> Records to process
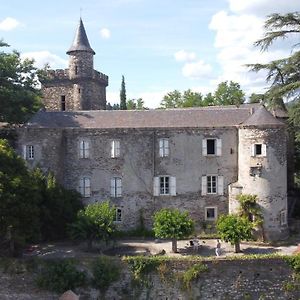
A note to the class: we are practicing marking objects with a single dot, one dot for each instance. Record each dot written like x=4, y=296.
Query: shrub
x=192, y=274
x=105, y=271
x=60, y=275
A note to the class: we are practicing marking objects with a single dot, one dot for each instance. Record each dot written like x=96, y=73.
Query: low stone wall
x=224, y=279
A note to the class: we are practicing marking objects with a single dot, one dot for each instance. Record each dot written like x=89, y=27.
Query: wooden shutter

> Problem statement
Rescale the lines above by rewriting all of them, notes included, and multiply every x and y coordinate in the answer dots by 2.55, rounding to whole numbers with halves rounded up. Keep the sample dot in each note unchanged, and leave the pictures out of your answer.

> Solution for this exercise
A note to the class: we are practicing marking objects with a single dot, one dot for each instance. Record each dot written like x=4, y=296.
Query: shrub
x=490, y=699
x=268, y=691
x=153, y=701
A note to the class: we are practicing marking objects with a single dot, one dot for each instance. Record each dot written like x=96, y=73.
Query: low stone wall
x=571, y=711
A note to the class: we are practicing marking objects with a single dot, one dot for each instance. Record each dot written like x=89, y=27.
Query: wooden shutter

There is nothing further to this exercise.